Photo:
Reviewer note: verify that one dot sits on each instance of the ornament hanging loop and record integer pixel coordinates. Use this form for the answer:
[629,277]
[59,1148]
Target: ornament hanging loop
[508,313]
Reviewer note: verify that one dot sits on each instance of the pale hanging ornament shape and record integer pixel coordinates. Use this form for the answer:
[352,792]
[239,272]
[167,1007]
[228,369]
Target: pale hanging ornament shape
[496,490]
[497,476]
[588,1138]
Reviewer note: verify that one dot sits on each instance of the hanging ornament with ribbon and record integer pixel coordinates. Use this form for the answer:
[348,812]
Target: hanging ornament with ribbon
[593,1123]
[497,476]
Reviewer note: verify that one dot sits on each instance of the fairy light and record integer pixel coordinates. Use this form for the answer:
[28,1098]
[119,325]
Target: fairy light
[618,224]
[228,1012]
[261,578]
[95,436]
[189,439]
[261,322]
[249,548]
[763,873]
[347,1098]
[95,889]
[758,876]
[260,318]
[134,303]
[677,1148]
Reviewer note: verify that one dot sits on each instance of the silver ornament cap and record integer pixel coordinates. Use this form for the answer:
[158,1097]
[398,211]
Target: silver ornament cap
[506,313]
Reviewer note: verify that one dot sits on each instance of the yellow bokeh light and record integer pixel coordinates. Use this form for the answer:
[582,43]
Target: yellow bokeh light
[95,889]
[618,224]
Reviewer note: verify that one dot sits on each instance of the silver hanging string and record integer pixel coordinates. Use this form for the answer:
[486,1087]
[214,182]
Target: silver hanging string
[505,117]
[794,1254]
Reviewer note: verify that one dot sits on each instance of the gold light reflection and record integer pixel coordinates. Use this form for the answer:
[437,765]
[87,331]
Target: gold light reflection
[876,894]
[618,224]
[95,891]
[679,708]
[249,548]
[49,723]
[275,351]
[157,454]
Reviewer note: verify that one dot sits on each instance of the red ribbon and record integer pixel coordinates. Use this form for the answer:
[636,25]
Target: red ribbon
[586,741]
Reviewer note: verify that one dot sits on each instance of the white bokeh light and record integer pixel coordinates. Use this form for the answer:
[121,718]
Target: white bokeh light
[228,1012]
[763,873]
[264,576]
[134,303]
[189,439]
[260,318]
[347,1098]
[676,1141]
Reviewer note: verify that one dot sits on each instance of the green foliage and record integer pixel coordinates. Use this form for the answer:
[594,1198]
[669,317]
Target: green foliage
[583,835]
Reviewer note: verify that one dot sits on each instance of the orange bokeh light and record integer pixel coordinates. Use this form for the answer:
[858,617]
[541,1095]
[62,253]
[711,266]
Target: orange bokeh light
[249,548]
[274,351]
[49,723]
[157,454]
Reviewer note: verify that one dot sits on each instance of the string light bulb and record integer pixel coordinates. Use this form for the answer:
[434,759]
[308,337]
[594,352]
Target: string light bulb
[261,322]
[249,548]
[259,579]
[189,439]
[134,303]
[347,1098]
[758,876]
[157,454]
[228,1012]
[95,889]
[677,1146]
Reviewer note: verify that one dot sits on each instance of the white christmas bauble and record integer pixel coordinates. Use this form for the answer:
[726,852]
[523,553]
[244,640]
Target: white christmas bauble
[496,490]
·····
Retype all of the records above, keeping them identical.

Photo:
Reviewer note: verify that one dot sits on each instance of the ornament hanging loop and record integer pixel coordinates. Use this form for the answer:
[629,277]
[59,1148]
Target: ornament hanging loop
[508,313]
Reviewer note: verify that one dot sits on each instance of the pale hanging ornament shape and record integer pixel coordinates. Use this form for the answer:
[352,792]
[239,272]
[167,1007]
[228,369]
Target: pale hanging ornament shape
[496,490]
[497,476]
[588,1138]
Reviewer note: verify that one dot sits on each instance of the hanging ornament with ribbon and record integer pixel coordinates. Use this form for the answer:
[348,812]
Target: hanging ornament with ribbon
[593,1123]
[497,476]
Reviewer note: verify that one dot sits on each instance of the fairy light and record integer pixel coordinates. Use this form for the answer:
[28,1098]
[119,325]
Target: fairy light
[618,224]
[228,1012]
[261,578]
[95,436]
[189,439]
[261,322]
[249,548]
[763,873]
[347,1098]
[95,889]
[758,876]
[260,318]
[134,303]
[677,1148]
Reviewer note: verify that one dot sits on each instance of the silver ornament cap and record integer pixel coordinates. Use this form for the answer:
[158,1097]
[398,211]
Target: silver ornament cap
[506,313]
Reviewer note: verify that one dot sits on each instance of the yellow bokeh light and record integer pixel coordinates. Use this form for the answer:
[582,43]
Target: yellow bokeh light
[95,889]
[618,224]
Reviewer note: verify that one dot sits on each instance of the silver hanging string and record integer pixel coordinates. Use this form for the answer:
[486,1087]
[214,182]
Target: silver hanging string
[505,117]
[794,1254]
Reviewer note: verify that one dot sits on each instance of the gold light reflection and record integer pixel coordinates. Use this form for the answer:
[437,765]
[87,331]
Target: gold light reflection
[876,894]
[618,224]
[95,891]
[679,708]
[249,548]
[49,723]
[275,351]
[157,454]
Reviewer note: verify that one dot sits on each instance of the red ribbon and record integer pixel coordinates. Use this form for the answer:
[636,25]
Target: red ribbon
[586,741]
Reviewer note: verify that one dot sits on each instance of the white bokeh light and record integer pixel coordinates. Use this form for the answer:
[121,718]
Target: white bokeh light
[228,1012]
[763,873]
[264,576]
[134,303]
[189,439]
[260,318]
[347,1098]
[676,1141]
Reviewer note: verify that one dot sits on each instance of the green foliage and record integer pixel coordinates. Use this form for the answer:
[594,1198]
[669,317]
Target: green foliage
[583,835]
Reviewer note: verify that one dot sits on each instance of the orange bokeh light and record integer pixel coordinates. Use this form for the answer:
[858,617]
[541,1095]
[62,253]
[711,266]
Target: orange bokeh light
[249,548]
[274,351]
[49,723]
[157,454]
Reviewer note: verify that one dot sits on each instance of the string light bulb and record integer pixel coordinates. Use this form for the answer:
[434,759]
[308,337]
[594,352]
Target: string light bulb
[261,322]
[249,548]
[259,579]
[189,439]
[134,303]
[347,1098]
[758,876]
[157,454]
[228,1012]
[95,889]
[677,1146]
Reviewer note: verify that one dot sits on each instance of the white christmas bauble and record integer pixel coordinates. Use this form for the answer:
[726,852]
[523,553]
[244,640]
Target: white christmas bauble
[496,490]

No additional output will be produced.